• Instruções das tarefas:
**1.** Segundo a pesquisa do Datafolha citada na coluna sobre a extrema direita, qual porcentagem dos brasileiros é contra a condenação do ex-presidente?
**2.** Reproduza fielmente o trecho da coluna sobre a extrema direita que começa com as palavras "Folha de S." e termina com "não fosse réu.".
**3.** Dê continuidade à coluna sobre a extrema direita, escrevendo o que viria depois da última frase apresentada.

Folha de S. Paulo
Extrema direita precisa
inverter o sentido de coisas e palavras para se manter no poder
Outro dia ouvi que o único
erro de Eduardo
Bolsonaro foi não ter pedido a Trump para deixar de fora o nome de sua
família na punição ao Brasil. Tudo bem que taxista não conta, mas é mau sinal
que a esta altura chamar os Bolsonaro de câncer, neoplasia social, soe pueril e
inócuo, como me dei conta ao responder. Segundo pesquisa do Datafolha, 46%
dos brasileiros são contra a condenação do ex-presidente.
Contra a Justiça brasileira, Bolsonaro diz que só obedece à lei de Deus —o seu, é claro, como sempre. Vale-se da versatilidade da escusa que lhe permitiu cometer atos gravíssimos aos olhos de qualquer deus, incluindo o que ele costuma chamar de seu, para seguir bravateando como se não fosse réu.

• Conjunto de dados:
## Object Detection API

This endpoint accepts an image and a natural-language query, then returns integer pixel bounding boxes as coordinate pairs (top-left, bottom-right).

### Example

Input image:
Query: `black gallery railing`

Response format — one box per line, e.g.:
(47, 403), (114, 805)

• Respostas às tarefas:
**1.** Segundo a pesquisa, 46% dos brasileiros são contra a condenação do ex-presidente.

**2.**
Folha de S. Paulo
Extrema direita precisa
inverter o sentido de coisas e palavras para se manter no poder
Outro dia ouvi que o único
erro de Eduardo
Bolsonaro foi não ter pedido a Trump para deixar de fora o nome de sua
família na punição ao Brasil. Tudo bem que taxista não conta, mas é mau sinal
que a esta altura chamar os Bolsonaro de câncer, neoplasia social, soe pueril e
inócuo, como me dei conta ao responder. Segundo pesquisa do Datafolha, 46%
dos brasileiros são contra a condenação do ex-presidente.
Contra a Justiça brasileira, Bolsonaro diz que só obedece à lei de Deus —o seu, é claro, como sempre. Vale-se da versatilidade da escusa que lhe permitiu cometer atos gravíssimos aos olhos de qualquer deus, incluindo o que ele costuma chamar de seu, para seguir bravateando como se não fosse réu.

**3.**
Na hipótese benigna (para
ficar na metáfora médica), os Bolsonaro seriam apenas uma trupe de meliantes
comandados por um arruaceiro irresponsável, que encenaram o maior engodo no
qual este país já caiu, a esparrela do "Brasil é o meu partido", desmascarada
por eles mesmos, com as cores da bandeira americana, no jogo arriscado e inepto
de sua sobrevivência. O difícil é entender como alguém em condições cognitivas
normais —e de índole autodeclarada patriótica— pode continuar acreditando nisso
se não for de má-fé.
A explicação é também um
alívio, já que aponta para o caso americano. Não somos os únicos idiotas.
Tentando se equilibrar nas cordas de um escândalo insuflado pelos próprios
correligionários, Trump nega a existência da lista que prometera revelar, se
eleito, com o nome dos clientes de um esquema de pedofilia comandado por Jeffrey
Epstein, que teria se suicidado na prisão, esperando julgamento.
Uma legião de eleitores
inflamados do Maga conta com a lista para confirmar suas teorias conspiratórias
sobre crimes hediondos cometidos pela elite liberal, democratas e afins, almas
corrompidas do sistema demoníaco, sem atinar para o fato de Trump (que, eleito,
passou a atribuir a invenção da lista a um embuste da oposição) ser ele próprio
um predador sexual, ex-amigo íntimo de Epstein.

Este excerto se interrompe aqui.